Text to read
◆ ◆ ◆ ◆ ◆ ◆ ◆
This week, I got two calls inquiring about wasps. The similarities in the calls were remarkable; in both cases, heavy wasp activity was noted in playgrounds with sand ground covers. The wasps had a very direct flight path, with only a couple seconds’ pause between landing and crawling down a tunnel or leaving a tunnel and taking flight. The flight itself was rapid, making it difficult to get a good look at the offending wasps. The first call described them as “looking like miniature cicada killers,” while the second managed to snap a photo to send my way for confident identification (see title photo).
◆ ◆ ◆ ◆ ◆ ◆ ◆
Given records
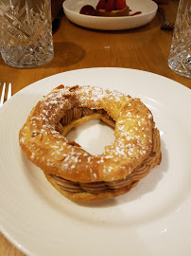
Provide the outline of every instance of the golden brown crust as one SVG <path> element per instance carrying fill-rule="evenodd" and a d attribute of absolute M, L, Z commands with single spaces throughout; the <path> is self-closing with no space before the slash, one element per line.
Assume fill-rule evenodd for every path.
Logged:
<path fill-rule="evenodd" d="M 95 113 L 95 116 L 90 115 L 65 125 L 62 136 L 56 131 L 68 110 L 80 107 L 103 109 L 115 121 L 114 143 L 108 145 L 102 155 L 92 155 L 64 137 L 72 127 L 92 118 L 102 119 L 112 124 L 102 114 Z M 20 131 L 19 140 L 26 157 L 43 171 L 53 186 L 50 174 L 79 183 L 113 182 L 130 175 L 150 157 L 155 137 L 153 131 L 152 115 L 139 99 L 99 87 L 61 85 L 33 108 Z M 156 137 L 157 141 L 160 140 L 159 134 Z M 158 155 L 160 153 L 158 145 Z M 150 165 L 150 169 L 159 162 L 158 159 Z M 73 200 L 102 200 L 124 193 L 130 186 L 132 184 L 96 195 L 61 192 Z"/>
<path fill-rule="evenodd" d="M 102 17 L 121 17 L 121 16 L 129 16 L 130 9 L 129 7 L 123 9 L 106 11 L 105 9 L 96 9 L 96 16 Z"/>

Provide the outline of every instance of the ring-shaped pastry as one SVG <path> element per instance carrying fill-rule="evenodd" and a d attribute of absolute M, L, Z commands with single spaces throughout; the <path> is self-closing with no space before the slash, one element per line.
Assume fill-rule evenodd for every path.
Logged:
<path fill-rule="evenodd" d="M 99 119 L 114 127 L 114 142 L 93 155 L 66 133 Z M 26 157 L 75 201 L 99 201 L 129 192 L 161 162 L 160 135 L 148 108 L 118 91 L 60 85 L 32 109 L 20 131 Z"/>

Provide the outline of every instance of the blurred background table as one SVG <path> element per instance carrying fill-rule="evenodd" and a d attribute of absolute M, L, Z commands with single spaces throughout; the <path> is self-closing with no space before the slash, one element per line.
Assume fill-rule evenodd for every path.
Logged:
<path fill-rule="evenodd" d="M 178 1 L 171 0 L 161 7 L 165 9 L 168 20 L 174 22 Z M 172 32 L 161 30 L 161 14 L 157 12 L 153 21 L 142 27 L 98 31 L 76 26 L 63 16 L 61 27 L 54 35 L 54 59 L 39 68 L 16 69 L 5 65 L 0 57 L 0 80 L 10 82 L 15 94 L 38 80 L 60 72 L 107 66 L 149 71 L 191 88 L 189 79 L 175 74 L 167 65 Z M 0 233 L 0 255 L 24 254 Z"/>

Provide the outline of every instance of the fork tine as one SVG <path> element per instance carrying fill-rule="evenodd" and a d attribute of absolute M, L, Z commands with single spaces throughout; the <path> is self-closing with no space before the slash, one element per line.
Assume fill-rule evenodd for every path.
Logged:
<path fill-rule="evenodd" d="M 12 91 L 11 91 L 11 83 L 9 82 L 9 89 L 8 89 L 7 100 L 10 99 L 11 93 L 12 93 Z"/>
<path fill-rule="evenodd" d="M 4 103 L 5 92 L 6 92 L 6 82 L 4 82 L 3 89 L 2 89 L 1 101 L 0 101 L 0 107 Z"/>

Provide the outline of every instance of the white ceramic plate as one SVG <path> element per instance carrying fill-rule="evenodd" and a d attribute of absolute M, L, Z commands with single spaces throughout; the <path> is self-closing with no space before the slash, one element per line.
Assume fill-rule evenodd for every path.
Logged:
<path fill-rule="evenodd" d="M 130 13 L 142 11 L 141 14 L 127 17 L 97 17 L 79 14 L 85 5 L 96 7 L 98 0 L 65 0 L 63 9 L 66 17 L 73 23 L 84 27 L 101 30 L 123 30 L 144 26 L 156 15 L 158 6 L 151 0 L 128 0 Z"/>
<path fill-rule="evenodd" d="M 163 160 L 129 193 L 76 204 L 60 194 L 27 161 L 19 130 L 53 87 L 91 84 L 140 98 L 161 131 Z M 0 109 L 0 230 L 33 256 L 191 255 L 191 91 L 152 73 L 89 68 L 39 81 Z M 94 134 L 100 133 L 96 125 Z M 86 135 L 77 135 L 88 141 Z M 90 132 L 91 134 L 91 132 Z"/>

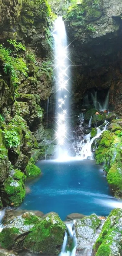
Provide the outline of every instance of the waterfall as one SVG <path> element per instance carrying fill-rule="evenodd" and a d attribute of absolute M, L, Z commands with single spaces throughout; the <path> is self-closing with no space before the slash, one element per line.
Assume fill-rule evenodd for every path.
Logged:
<path fill-rule="evenodd" d="M 56 20 L 53 33 L 55 44 L 55 71 L 56 92 L 56 137 L 57 141 L 58 157 L 64 153 L 65 144 L 68 130 L 69 61 L 65 26 L 62 17 Z"/>
<path fill-rule="evenodd" d="M 47 101 L 47 126 L 48 127 L 48 112 L 49 112 L 49 98 L 48 98 Z"/>
<path fill-rule="evenodd" d="M 106 127 L 108 123 L 105 125 L 104 128 L 102 131 L 99 128 L 99 127 L 96 128 L 97 130 L 97 134 L 95 137 L 94 137 L 90 139 L 91 133 L 87 135 L 84 136 L 84 139 L 77 145 L 78 149 L 79 149 L 78 155 L 80 157 L 81 159 L 94 159 L 93 154 L 91 151 L 91 145 L 96 139 L 99 137 L 106 130 Z"/>
<path fill-rule="evenodd" d="M 91 93 L 91 98 L 93 101 L 93 104 L 95 108 L 103 111 L 106 110 L 108 107 L 108 101 L 109 100 L 109 91 L 106 95 L 105 100 L 103 104 L 102 104 L 97 100 L 97 92 L 95 92 L 94 95 Z"/>
<path fill-rule="evenodd" d="M 0 232 L 3 229 L 4 226 L 2 224 L 2 220 L 5 215 L 5 210 L 4 210 L 0 211 Z"/>
<path fill-rule="evenodd" d="M 88 124 L 88 127 L 89 128 L 91 127 L 91 119 L 92 119 L 92 116 L 91 116 L 89 122 L 89 123 Z"/>
<path fill-rule="evenodd" d="M 71 222 L 66 223 L 67 230 L 65 232 L 64 242 L 62 247 L 61 251 L 59 255 L 60 256 L 74 256 L 75 255 L 77 246 L 77 238 L 75 235 L 75 231 L 74 225 L 75 223 L 74 220 Z M 74 229 L 73 230 L 73 228 Z M 67 246 L 68 242 L 68 232 L 70 237 L 72 241 L 72 249 L 71 251 L 67 251 Z"/>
◆ ◆ ◆ ◆ ◆ ◆ ◆
Stated task A
Reproduce the rows word for word, starting at the line that has "Provide the outline of every instance of the waterfall" and stopping after the last line of the rows.
Stated task B
Pick up the wasp passage after its final sentence and keep writing.
The wasp passage and the rows have nothing to do with each other.

Result A
Provide the outline of every instance of the waterfall as one SVG <path> element per instance carrying fill-rule="evenodd" and a d attribute of absolute M, L, Z commands with single spaces throughout; the <path> is self-closing with no space before the slash, one element per line.
Assume fill-rule evenodd for every path.
Logged:
<path fill-rule="evenodd" d="M 56 20 L 53 33 L 55 44 L 55 71 L 56 92 L 56 137 L 57 141 L 58 157 L 64 153 L 65 144 L 68 130 L 69 61 L 65 26 L 62 17 Z"/>
<path fill-rule="evenodd" d="M 47 101 L 47 126 L 48 127 L 48 112 L 49 112 L 49 98 L 48 98 Z"/>
<path fill-rule="evenodd" d="M 106 127 L 108 123 L 105 125 L 104 128 L 102 131 L 99 128 L 99 127 L 96 128 L 97 130 L 97 134 L 95 137 L 94 137 L 90 139 L 91 133 L 87 135 L 84 136 L 84 139 L 77 145 L 78 149 L 79 149 L 78 155 L 80 157 L 81 159 L 94 159 L 93 154 L 91 151 L 91 145 L 96 139 L 99 137 L 106 130 Z"/>
<path fill-rule="evenodd" d="M 91 93 L 91 98 L 93 101 L 93 104 L 95 108 L 103 111 L 106 110 L 108 107 L 108 101 L 109 100 L 109 91 L 106 95 L 105 100 L 103 104 L 102 104 L 97 100 L 97 92 L 95 92 L 94 95 Z"/>
<path fill-rule="evenodd" d="M 0 232 L 3 229 L 4 226 L 2 224 L 2 220 L 5 215 L 5 210 L 4 210 L 0 211 Z"/>
<path fill-rule="evenodd" d="M 88 124 L 88 127 L 89 128 L 91 127 L 91 119 L 92 119 L 92 116 L 91 116 L 89 122 L 89 123 Z"/>
<path fill-rule="evenodd" d="M 71 222 L 66 223 L 67 230 L 65 232 L 64 242 L 62 247 L 61 251 L 59 255 L 60 256 L 74 256 L 75 255 L 77 246 L 77 238 L 75 235 L 75 231 L 74 225 L 75 223 L 74 220 Z M 74 229 L 73 230 L 73 228 Z M 67 246 L 68 242 L 68 232 L 70 237 L 72 241 L 72 249 L 71 251 L 67 251 Z"/>

Result B
These wasps are sand wasps, and in these cases they pose an interesting challenge. Sand wasps are solitary-gregarious wasps. There is no hive or colony; instead, every female builds her own nest, lays her own eggs, and stockpiles food for her own larvae. The nest is a chamber or series of chambers at the bottom of a burrow dug into sparsely vegetated or unvegetated sandy soil. Good nesting sites can be few and far between, and these wasps are very tolerant of neighbors, so when conditions are good a few hundred may pack into an area. They are not defensive, and will work around a person who strays into their territory rather than running them off or stinging. Their impressively speedy flight is important; most species of sand wasps specialize on a single type of prey, and a great many are particularly fond of flies. They paralyze their prey with a sting, then stockpile it in the nest as a food source for their developing larvae.
While sand wasps are typically docile, they can sting if provoked or handled roughly, as may happen if they are stepped on barefoot as they enter or leave a burrow. If they are out of the way in a low-traffic area, a live-and-let-live policy is probably best; after all, they’ll thin out blow flies and even horse flies that can be far more bothersome. However, large numbers of them in a playground presents a sting risk; playing children could easily dig up nests, swat at, or crush the wasps against their skin and get stung.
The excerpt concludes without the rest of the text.